*WORK TASK*: Type out all the records word for word. Any pictures are to be left out.

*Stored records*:
== Segment start ==

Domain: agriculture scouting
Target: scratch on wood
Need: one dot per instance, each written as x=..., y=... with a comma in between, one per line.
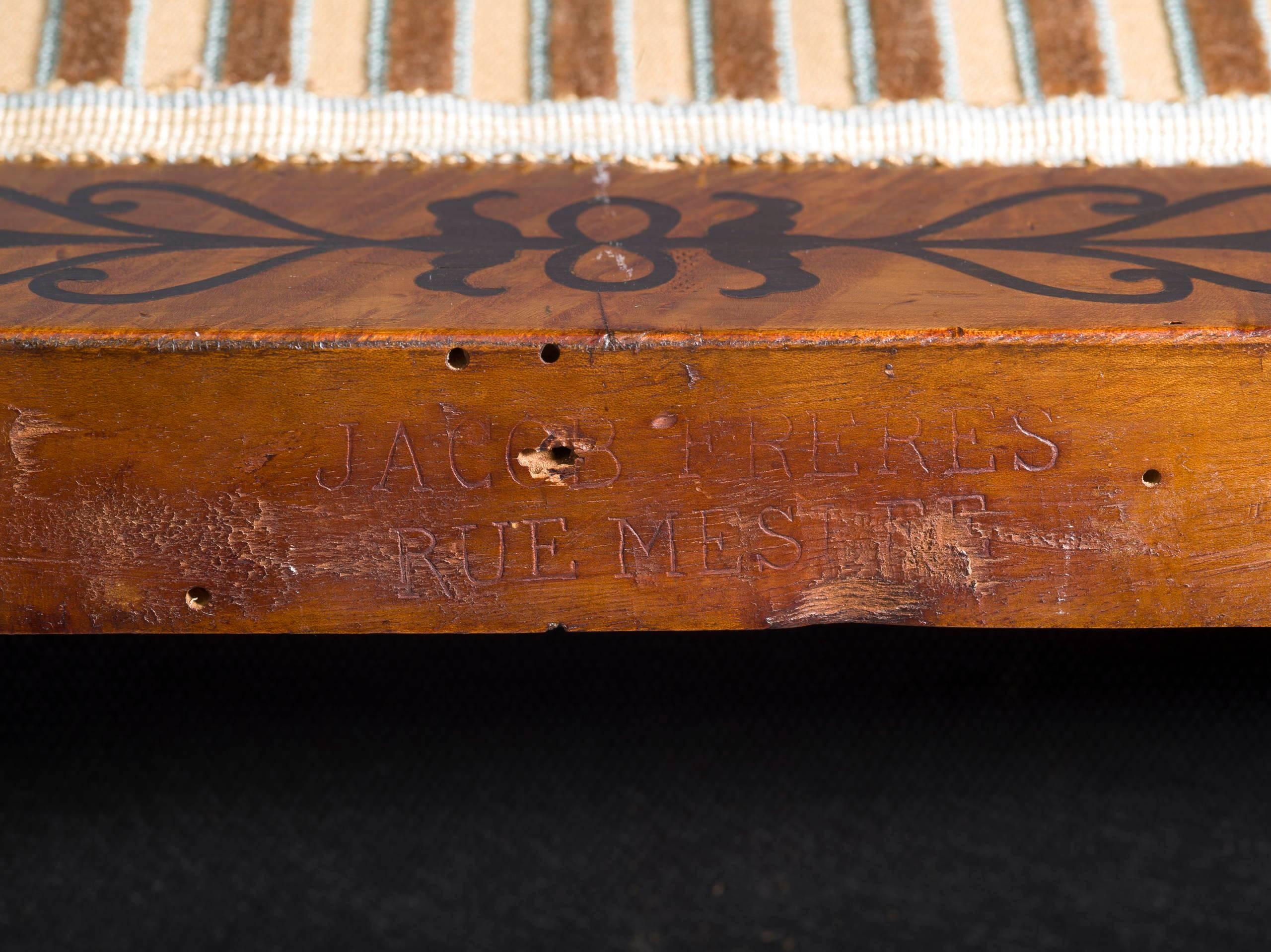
x=853, y=600
x=27, y=429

== Segment end ==

*TASK RESPONSE*:
Domain: agriculture scouting
Target: scratch on wood
Need: one dot per instance, each written as x=..., y=... with a comma in between, one per line.
x=853, y=600
x=27, y=429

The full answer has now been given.